Please quote exactly the lines below from the line containing "Q. Locate the adobe building;" to the line containing "Q. Locate the archway;", both lines included, and nothing else.

## Provided records
::::::::::

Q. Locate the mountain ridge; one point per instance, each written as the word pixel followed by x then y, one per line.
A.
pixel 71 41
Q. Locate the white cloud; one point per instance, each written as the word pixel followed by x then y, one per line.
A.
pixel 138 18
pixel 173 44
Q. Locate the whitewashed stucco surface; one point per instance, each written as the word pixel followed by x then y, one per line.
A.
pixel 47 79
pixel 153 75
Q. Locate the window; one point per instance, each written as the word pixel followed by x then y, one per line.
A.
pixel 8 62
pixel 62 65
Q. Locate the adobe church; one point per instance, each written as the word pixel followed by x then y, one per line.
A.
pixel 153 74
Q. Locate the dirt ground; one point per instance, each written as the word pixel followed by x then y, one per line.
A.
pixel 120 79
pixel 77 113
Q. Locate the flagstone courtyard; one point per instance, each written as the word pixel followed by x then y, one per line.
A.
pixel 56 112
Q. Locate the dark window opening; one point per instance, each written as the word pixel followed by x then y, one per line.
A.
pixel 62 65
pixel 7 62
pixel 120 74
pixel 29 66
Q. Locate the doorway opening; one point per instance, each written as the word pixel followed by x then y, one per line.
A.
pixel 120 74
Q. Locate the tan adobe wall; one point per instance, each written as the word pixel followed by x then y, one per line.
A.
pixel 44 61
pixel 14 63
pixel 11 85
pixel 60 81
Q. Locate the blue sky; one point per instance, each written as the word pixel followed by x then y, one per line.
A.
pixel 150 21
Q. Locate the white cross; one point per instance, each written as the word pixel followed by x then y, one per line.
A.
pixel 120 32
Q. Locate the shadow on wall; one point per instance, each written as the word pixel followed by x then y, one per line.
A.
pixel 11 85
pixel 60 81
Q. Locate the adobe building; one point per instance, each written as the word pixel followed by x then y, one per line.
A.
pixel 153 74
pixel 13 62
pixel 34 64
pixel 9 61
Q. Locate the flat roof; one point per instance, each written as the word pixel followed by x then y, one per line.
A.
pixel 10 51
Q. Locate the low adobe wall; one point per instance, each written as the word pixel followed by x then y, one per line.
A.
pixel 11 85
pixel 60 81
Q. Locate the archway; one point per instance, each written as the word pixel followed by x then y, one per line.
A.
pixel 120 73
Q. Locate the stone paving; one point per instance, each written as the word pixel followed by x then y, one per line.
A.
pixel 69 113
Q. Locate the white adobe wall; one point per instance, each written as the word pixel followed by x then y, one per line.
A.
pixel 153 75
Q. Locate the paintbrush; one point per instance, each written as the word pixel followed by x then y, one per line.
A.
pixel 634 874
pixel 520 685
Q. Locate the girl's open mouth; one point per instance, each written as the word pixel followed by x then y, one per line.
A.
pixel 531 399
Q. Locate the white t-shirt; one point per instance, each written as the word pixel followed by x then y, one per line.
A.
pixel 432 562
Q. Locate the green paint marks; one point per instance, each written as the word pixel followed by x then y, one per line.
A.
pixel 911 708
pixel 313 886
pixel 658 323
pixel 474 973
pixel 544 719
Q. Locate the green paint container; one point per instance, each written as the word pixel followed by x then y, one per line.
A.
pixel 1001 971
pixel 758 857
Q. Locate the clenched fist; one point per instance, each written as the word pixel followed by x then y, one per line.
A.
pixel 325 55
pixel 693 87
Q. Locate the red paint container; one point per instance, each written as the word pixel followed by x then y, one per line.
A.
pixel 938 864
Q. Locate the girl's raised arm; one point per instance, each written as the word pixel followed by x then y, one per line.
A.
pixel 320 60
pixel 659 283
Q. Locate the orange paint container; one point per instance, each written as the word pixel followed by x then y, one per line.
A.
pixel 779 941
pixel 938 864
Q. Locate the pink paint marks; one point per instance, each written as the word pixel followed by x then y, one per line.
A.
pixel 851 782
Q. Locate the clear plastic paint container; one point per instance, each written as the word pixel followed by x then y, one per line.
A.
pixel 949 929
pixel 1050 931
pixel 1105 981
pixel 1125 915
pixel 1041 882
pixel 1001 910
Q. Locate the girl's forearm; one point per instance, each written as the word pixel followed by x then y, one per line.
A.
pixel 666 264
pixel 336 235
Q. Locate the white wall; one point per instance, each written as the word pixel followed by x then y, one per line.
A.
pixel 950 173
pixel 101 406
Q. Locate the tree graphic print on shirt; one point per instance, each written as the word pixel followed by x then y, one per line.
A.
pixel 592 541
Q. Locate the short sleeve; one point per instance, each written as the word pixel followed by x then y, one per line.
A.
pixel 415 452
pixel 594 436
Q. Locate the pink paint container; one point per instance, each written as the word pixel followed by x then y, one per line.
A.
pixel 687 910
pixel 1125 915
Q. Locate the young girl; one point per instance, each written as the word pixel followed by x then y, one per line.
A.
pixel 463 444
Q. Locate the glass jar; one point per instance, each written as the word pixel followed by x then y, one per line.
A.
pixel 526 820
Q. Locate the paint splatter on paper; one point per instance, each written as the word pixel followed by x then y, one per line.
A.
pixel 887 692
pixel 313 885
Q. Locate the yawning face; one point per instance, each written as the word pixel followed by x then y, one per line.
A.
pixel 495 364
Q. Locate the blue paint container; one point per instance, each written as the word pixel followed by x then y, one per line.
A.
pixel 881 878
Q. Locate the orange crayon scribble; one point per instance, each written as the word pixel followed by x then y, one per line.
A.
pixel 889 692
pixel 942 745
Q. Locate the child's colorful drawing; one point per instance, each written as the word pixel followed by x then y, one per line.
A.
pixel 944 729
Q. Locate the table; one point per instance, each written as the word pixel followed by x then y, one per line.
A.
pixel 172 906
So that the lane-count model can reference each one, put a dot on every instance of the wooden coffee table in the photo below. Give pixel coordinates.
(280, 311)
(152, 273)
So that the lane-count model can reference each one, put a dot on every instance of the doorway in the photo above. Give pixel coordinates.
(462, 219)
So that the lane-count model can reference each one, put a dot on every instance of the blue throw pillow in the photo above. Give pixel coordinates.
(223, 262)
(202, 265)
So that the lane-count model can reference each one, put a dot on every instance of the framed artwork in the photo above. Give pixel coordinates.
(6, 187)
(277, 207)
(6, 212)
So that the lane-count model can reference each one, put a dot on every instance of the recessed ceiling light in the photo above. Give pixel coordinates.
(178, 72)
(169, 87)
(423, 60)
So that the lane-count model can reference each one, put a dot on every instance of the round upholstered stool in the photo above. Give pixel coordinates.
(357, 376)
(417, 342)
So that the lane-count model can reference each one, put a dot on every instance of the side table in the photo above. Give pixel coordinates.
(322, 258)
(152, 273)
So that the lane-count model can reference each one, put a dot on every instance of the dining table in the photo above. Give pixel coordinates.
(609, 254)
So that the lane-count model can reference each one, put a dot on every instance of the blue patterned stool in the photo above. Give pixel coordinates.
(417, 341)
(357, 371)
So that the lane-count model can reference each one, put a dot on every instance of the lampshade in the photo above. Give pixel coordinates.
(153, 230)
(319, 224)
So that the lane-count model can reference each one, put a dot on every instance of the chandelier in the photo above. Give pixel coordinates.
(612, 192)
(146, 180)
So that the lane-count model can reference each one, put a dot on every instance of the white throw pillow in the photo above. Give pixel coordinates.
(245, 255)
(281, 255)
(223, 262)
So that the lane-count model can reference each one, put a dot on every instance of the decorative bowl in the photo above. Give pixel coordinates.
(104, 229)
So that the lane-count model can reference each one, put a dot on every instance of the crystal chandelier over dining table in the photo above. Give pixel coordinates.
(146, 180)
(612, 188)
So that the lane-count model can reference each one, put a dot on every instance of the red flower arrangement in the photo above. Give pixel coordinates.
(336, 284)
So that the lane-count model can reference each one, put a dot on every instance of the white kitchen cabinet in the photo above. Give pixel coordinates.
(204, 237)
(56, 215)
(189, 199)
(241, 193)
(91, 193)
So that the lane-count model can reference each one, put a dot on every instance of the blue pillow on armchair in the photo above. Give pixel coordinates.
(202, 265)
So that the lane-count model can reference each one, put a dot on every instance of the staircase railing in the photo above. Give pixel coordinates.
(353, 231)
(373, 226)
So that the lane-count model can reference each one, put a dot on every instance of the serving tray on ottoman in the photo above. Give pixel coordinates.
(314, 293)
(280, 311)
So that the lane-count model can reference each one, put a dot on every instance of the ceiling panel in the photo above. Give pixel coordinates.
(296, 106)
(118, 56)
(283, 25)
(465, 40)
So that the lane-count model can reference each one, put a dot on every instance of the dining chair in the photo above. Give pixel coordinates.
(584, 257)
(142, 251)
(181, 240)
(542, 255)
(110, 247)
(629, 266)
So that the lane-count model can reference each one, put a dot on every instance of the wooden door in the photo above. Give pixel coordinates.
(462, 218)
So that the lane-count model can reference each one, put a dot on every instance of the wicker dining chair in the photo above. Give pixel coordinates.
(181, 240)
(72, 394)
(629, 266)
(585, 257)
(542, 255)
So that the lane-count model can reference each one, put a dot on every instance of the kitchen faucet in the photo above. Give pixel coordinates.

::::::::::

## Solution
Q. Locate the adobe building; one point per instance, each written as the word pixel followed by x then y, one per line.
A.
pixel 153 74
pixel 13 62
pixel 34 64
pixel 9 61
Q. Locate the flat roof; one point per instance, each written as the word pixel followed by x then y, one per line.
A.
pixel 10 51
Q. Locate the low adobe wall; one point per instance, each written as the word pixel followed by x then y, one per line.
A.
pixel 11 85
pixel 60 81
Q. Locate the archway; one point per instance, each written as the word pixel followed by x then y, one per line.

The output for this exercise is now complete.